▸ Task requirements: From the listing below, copy out in full every line that contains the word "window".

▸ Dataset:
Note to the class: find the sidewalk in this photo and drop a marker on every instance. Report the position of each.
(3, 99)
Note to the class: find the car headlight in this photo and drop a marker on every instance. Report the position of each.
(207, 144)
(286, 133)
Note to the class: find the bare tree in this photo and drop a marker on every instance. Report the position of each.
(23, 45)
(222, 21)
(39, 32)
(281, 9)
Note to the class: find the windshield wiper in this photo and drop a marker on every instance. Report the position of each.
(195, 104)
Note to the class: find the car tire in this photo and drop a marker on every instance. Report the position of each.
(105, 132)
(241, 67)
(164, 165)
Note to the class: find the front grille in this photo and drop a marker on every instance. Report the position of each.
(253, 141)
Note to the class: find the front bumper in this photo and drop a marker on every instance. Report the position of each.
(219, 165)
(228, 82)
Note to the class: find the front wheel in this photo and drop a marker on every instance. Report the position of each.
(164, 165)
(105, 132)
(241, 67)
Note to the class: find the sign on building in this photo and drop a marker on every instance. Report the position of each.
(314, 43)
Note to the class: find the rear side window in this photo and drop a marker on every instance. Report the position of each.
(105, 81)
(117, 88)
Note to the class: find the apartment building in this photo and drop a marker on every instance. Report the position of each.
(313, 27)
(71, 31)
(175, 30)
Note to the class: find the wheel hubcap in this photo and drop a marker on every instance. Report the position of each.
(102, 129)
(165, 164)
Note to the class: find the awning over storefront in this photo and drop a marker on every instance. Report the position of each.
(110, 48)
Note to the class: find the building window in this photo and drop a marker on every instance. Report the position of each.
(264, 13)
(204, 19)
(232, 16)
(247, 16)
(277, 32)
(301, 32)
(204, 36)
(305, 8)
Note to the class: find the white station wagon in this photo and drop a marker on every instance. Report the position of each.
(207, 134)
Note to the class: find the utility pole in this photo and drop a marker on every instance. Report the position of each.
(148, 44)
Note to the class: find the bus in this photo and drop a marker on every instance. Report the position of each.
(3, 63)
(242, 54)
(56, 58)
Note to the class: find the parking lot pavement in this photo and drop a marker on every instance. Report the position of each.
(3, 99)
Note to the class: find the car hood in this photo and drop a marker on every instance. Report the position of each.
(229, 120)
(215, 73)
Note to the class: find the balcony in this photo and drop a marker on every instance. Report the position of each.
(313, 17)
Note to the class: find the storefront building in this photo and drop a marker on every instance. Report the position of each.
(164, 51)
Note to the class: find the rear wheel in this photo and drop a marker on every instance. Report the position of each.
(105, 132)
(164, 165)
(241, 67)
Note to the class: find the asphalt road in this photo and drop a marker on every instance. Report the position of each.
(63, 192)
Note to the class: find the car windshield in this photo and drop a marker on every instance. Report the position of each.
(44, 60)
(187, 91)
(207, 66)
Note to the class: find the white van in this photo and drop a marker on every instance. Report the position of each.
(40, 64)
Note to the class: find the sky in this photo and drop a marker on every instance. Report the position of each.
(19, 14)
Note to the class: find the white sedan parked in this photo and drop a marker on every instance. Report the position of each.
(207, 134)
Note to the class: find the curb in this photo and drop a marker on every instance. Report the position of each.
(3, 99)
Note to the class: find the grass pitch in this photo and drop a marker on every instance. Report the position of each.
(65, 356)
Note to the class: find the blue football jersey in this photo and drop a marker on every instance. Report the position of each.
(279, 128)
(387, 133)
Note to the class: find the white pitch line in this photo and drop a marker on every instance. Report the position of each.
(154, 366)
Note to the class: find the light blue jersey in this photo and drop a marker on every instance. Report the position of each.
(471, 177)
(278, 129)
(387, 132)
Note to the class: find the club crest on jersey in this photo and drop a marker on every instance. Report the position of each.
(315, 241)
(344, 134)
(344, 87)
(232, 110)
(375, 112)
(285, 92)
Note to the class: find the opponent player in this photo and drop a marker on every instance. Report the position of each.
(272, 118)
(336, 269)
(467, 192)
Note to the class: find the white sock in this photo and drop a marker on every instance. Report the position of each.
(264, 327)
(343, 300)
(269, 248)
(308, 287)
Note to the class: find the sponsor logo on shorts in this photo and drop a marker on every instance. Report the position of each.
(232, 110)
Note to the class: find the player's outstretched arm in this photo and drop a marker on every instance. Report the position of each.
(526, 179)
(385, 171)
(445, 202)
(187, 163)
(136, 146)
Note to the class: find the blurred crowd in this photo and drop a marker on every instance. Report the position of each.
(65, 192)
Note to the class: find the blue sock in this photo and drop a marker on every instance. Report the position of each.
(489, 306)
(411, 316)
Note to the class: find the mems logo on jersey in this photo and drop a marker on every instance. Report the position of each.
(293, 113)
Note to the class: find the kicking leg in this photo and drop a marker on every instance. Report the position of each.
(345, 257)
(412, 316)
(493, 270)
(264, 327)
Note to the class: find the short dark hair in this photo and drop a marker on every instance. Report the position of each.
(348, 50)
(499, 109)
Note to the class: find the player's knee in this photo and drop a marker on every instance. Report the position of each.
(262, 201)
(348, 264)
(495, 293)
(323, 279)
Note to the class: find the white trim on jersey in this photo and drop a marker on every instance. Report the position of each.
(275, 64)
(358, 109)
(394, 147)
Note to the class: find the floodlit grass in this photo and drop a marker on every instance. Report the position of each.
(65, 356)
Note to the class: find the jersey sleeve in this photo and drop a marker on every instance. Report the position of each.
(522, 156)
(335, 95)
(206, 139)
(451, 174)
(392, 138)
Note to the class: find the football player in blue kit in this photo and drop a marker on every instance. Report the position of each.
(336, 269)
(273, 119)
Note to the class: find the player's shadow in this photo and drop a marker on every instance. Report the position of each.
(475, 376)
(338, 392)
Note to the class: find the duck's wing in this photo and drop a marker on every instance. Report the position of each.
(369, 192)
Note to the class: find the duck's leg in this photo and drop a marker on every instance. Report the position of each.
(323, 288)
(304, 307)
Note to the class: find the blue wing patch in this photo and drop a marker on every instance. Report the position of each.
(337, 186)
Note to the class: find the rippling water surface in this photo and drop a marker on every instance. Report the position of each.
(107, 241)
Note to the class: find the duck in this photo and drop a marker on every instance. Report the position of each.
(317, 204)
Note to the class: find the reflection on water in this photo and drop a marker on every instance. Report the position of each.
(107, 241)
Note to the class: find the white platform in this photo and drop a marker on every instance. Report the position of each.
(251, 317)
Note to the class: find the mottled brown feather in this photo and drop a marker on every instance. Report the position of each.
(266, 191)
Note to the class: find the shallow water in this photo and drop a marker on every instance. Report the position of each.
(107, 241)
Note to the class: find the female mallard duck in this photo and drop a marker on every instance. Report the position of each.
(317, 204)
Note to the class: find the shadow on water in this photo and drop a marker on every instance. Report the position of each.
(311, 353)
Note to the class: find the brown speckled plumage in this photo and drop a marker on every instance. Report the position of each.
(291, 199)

==

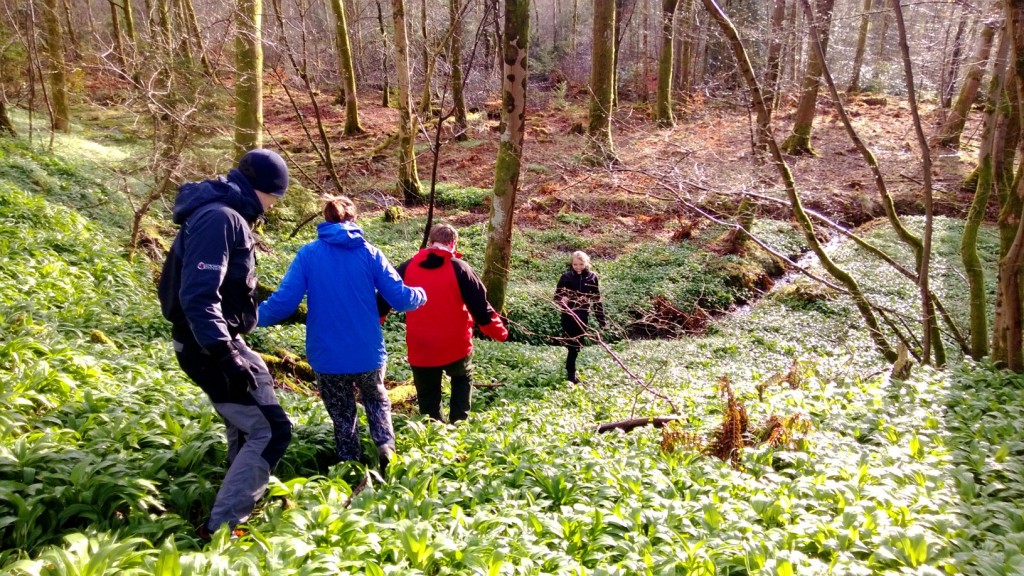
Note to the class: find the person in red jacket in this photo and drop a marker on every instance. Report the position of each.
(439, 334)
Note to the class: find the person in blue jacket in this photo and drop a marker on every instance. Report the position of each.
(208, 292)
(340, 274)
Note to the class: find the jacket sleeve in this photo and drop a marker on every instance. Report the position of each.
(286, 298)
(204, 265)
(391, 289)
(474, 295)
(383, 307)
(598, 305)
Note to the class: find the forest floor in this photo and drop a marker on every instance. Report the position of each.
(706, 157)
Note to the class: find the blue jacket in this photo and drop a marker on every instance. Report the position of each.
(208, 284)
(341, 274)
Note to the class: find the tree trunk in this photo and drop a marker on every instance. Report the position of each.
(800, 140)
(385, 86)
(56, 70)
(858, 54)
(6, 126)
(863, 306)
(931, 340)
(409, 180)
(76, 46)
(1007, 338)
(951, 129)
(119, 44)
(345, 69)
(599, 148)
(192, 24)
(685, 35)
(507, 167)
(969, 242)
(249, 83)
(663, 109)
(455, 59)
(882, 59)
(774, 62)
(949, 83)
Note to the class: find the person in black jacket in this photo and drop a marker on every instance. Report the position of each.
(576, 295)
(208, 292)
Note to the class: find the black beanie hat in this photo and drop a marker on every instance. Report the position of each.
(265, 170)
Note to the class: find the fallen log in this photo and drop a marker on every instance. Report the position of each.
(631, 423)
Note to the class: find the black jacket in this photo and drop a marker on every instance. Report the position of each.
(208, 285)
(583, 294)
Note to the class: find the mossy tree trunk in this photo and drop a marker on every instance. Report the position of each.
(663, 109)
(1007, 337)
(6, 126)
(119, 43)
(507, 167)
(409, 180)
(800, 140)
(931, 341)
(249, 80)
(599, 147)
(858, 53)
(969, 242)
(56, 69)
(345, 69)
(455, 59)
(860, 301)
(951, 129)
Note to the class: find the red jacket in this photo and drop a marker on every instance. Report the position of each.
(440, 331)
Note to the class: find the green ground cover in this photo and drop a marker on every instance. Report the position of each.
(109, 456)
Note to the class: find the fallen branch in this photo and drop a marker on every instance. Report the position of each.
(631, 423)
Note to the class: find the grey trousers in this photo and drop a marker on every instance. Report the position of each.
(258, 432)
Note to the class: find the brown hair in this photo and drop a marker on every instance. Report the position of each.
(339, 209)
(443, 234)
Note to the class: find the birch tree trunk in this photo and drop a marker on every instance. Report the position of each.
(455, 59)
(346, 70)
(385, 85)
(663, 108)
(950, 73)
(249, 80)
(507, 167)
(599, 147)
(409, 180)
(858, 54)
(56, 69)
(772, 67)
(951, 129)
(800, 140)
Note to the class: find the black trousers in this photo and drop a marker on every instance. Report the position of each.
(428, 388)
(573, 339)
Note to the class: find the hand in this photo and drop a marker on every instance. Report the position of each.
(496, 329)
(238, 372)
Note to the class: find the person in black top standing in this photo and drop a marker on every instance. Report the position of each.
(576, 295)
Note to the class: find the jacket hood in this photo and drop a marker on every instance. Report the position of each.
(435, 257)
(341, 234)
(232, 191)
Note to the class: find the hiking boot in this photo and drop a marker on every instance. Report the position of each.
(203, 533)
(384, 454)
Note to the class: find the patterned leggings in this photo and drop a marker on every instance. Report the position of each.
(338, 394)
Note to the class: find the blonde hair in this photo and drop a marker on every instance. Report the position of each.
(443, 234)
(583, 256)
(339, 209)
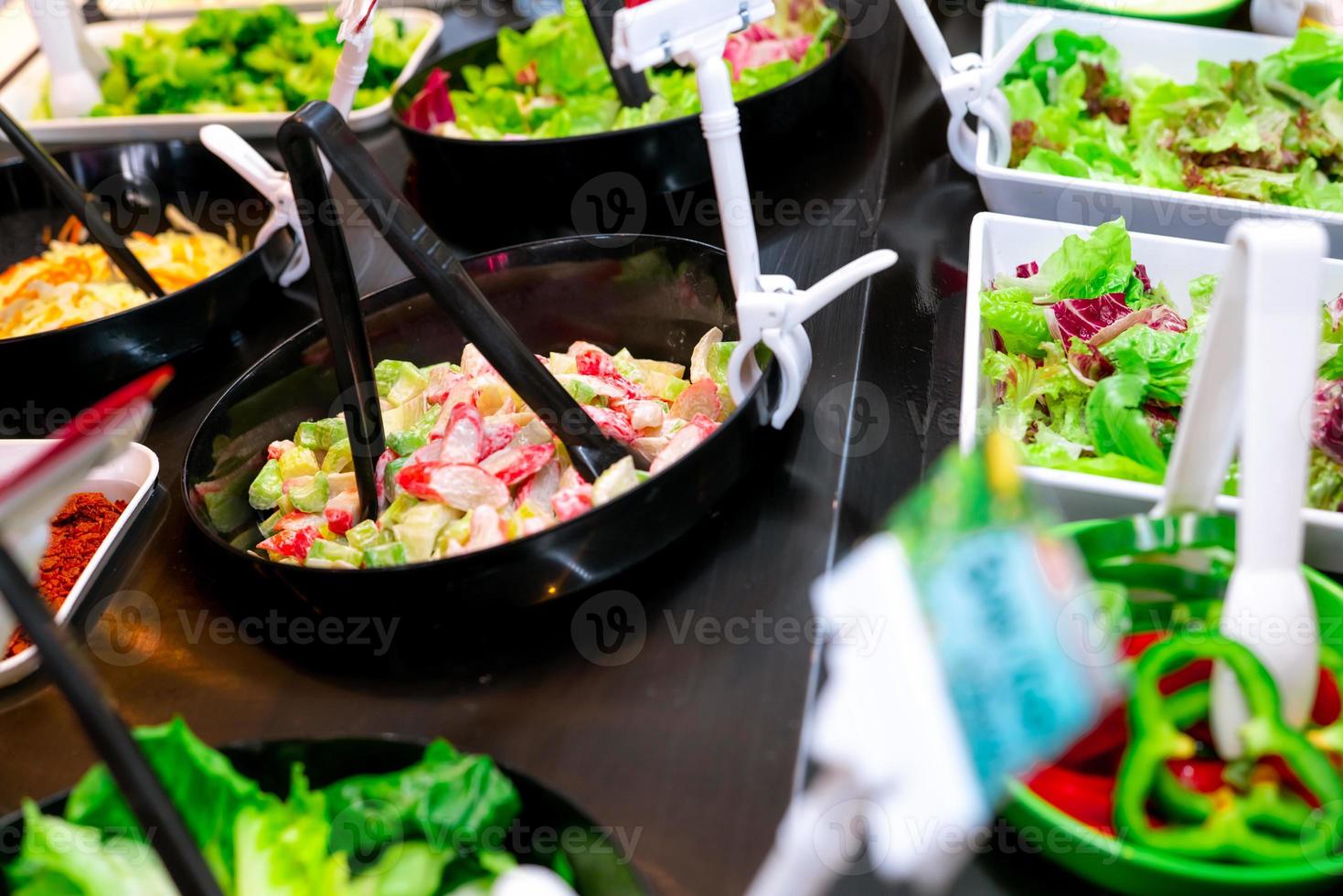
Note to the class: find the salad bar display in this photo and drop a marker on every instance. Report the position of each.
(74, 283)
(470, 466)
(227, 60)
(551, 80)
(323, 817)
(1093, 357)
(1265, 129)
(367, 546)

▸ Result for this task:
Note to the class: find the rear side window in this photo and drop a marker on every instance. Report the position of each.
Note to the class: find the building window in this photo and drop a marker on every instance. Report the position of each.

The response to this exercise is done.